**The task:**
Quote the lines between the line containing "Task: pin the white snow" and the line containing "point(75, 67)", inclusive, copying them verbatim.
# start of Data lines
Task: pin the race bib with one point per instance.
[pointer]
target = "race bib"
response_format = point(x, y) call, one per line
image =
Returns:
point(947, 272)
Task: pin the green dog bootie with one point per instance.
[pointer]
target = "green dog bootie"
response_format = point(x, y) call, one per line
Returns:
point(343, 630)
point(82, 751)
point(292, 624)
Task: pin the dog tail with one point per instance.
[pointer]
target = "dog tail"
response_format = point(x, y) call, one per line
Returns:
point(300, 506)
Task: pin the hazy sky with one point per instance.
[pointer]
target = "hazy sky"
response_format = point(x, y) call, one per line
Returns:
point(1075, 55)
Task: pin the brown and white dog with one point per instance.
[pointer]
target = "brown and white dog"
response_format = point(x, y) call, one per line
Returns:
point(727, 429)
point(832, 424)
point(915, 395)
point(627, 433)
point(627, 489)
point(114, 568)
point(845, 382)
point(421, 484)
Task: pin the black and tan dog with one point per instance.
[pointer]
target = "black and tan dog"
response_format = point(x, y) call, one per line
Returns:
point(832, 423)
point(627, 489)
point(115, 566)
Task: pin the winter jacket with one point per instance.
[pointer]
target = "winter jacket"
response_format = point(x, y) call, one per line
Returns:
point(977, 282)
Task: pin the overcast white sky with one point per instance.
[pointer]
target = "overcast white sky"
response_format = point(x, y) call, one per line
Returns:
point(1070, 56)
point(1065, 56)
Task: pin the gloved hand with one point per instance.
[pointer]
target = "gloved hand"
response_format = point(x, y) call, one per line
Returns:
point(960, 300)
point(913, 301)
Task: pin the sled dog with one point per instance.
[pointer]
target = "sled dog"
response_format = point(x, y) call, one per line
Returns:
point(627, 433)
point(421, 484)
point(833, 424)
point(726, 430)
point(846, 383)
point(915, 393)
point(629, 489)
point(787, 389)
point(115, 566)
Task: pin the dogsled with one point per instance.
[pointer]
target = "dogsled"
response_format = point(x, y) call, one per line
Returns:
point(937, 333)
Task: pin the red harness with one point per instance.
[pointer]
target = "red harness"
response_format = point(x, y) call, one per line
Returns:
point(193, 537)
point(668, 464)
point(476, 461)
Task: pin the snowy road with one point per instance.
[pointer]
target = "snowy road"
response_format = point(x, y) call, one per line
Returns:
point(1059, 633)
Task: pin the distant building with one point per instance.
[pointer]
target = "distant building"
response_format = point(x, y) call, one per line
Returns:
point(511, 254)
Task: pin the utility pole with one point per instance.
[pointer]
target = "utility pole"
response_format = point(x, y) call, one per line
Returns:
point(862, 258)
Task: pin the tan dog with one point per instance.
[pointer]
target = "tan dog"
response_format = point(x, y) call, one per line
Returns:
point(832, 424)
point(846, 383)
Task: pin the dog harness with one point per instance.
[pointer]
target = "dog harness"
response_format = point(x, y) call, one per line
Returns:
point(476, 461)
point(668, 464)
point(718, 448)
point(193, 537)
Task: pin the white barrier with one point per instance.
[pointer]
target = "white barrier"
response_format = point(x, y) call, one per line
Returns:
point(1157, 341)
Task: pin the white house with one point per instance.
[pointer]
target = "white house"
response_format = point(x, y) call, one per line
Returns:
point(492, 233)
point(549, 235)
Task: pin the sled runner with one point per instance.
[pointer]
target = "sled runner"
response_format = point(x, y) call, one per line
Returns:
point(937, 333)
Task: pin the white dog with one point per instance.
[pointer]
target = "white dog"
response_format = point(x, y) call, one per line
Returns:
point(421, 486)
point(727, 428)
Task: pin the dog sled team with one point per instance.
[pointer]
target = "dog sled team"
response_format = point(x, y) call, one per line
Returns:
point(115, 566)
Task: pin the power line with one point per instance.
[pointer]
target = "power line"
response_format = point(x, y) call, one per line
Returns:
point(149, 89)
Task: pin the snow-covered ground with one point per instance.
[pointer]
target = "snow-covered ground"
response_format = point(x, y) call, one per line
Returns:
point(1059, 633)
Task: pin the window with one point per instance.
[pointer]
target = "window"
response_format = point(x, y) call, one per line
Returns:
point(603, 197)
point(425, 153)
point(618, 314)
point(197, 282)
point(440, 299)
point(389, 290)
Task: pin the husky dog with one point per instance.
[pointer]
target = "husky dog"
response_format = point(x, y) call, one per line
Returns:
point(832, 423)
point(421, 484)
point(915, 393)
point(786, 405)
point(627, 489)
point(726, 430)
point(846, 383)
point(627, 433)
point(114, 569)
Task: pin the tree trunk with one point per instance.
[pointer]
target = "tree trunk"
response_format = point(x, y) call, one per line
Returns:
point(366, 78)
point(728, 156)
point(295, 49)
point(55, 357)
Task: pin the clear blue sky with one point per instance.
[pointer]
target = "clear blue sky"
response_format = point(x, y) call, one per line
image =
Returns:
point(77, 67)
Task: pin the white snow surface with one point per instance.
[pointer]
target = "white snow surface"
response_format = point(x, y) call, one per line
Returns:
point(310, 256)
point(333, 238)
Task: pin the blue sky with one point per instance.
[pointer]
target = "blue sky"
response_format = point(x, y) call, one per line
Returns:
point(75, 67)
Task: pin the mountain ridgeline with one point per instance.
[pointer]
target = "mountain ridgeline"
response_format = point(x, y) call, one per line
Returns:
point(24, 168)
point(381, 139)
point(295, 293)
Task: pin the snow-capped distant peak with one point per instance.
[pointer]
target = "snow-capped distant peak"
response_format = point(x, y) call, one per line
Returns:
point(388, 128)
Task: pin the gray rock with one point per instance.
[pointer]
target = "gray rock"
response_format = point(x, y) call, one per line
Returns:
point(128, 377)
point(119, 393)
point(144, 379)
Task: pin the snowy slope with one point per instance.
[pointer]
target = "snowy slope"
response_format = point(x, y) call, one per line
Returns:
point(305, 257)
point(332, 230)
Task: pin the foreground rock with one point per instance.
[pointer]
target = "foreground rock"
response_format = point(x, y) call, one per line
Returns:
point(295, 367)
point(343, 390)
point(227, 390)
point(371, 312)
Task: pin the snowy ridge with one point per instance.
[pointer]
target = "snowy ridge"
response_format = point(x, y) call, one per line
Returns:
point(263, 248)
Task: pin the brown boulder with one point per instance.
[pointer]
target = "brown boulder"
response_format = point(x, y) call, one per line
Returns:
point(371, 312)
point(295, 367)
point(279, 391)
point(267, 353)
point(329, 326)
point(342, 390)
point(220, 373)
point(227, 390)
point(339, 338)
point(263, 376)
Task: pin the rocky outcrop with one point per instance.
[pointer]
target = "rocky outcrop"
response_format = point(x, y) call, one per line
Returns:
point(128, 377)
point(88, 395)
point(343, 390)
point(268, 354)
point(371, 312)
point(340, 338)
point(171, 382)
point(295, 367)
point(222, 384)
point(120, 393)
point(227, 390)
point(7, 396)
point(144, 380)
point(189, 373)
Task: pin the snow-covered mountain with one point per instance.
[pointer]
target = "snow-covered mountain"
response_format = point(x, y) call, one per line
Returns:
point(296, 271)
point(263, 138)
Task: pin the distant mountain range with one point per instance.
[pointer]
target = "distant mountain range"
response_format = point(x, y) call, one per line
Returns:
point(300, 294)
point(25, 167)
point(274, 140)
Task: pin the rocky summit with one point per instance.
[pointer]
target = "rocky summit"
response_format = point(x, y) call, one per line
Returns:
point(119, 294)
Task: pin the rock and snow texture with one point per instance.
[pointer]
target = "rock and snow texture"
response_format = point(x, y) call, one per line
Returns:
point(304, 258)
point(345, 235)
# end of Data lines
**Right answer:**
Task: pin the white snow surface with one point per instance.
[pointer]
target = "white snow surface"
response_format = point(x, y) call, one per line
Returns:
point(310, 256)
point(333, 238)
Task: pin the blue sky with one point per instance.
[pointer]
target = "blue sky"
response_format = point(x, y) call, one per line
Returns:
point(75, 67)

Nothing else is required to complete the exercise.